RECORDED INFORMATION:
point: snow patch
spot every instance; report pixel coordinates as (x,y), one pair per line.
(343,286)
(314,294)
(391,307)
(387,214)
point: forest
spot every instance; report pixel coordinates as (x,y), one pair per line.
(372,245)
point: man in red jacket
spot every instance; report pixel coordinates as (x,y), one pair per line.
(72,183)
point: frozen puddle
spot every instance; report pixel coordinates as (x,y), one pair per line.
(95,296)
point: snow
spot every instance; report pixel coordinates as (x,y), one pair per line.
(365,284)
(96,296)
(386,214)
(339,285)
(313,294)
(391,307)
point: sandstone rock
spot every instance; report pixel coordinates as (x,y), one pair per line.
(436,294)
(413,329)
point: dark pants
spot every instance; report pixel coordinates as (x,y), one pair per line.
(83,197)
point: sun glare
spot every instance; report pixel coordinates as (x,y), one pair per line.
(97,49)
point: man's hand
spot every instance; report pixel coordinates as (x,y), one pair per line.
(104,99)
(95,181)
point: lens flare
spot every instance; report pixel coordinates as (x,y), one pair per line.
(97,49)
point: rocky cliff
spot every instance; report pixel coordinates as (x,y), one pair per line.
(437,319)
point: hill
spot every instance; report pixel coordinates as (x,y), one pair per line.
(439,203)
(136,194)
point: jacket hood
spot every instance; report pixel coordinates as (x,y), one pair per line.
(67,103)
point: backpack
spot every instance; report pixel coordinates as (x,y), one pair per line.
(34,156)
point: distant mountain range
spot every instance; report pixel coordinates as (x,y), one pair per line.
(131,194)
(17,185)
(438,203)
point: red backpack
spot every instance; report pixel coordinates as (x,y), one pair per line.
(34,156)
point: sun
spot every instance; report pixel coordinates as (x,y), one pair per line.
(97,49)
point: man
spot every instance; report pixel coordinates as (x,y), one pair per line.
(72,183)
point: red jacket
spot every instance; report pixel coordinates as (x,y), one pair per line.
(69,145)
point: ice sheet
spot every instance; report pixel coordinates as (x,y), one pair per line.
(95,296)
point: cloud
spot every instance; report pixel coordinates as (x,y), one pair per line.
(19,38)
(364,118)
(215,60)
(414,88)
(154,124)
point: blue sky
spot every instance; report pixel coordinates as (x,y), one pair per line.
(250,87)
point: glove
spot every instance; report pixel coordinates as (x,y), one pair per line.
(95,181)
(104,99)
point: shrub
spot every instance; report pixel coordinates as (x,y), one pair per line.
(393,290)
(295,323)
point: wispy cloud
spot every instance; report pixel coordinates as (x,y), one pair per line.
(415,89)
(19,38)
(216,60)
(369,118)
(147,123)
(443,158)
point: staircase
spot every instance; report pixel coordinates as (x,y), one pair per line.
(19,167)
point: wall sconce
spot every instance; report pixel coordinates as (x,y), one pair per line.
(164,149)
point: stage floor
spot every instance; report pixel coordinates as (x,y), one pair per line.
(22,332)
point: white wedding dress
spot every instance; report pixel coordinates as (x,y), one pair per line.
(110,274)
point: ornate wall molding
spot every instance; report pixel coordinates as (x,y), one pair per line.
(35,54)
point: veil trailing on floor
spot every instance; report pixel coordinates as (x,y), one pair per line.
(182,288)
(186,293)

TASK DIRECTIONS:
Present everything from the line containing "point: white wedding dress" down to the end of the items as a two-column CSV with the headers item_text and answer, one row per item. Put each item's text and its answer in one quoted field apiece, with line breaks replaced by spaces.

EXERCISE OUTPUT:
item_text,answer
"point: white wedding dress spot every instance; report pixel coordinates as (x,y), one pair per line.","(110,274)"
"point: ornate wall molding spot every instance; report pixel coordinates as (x,y), one pair per line.","(35,54)"
"point: veil trailing on floor spot every instance; report pixel coordinates as (x,y), one pair per line.","(182,288) (186,293)"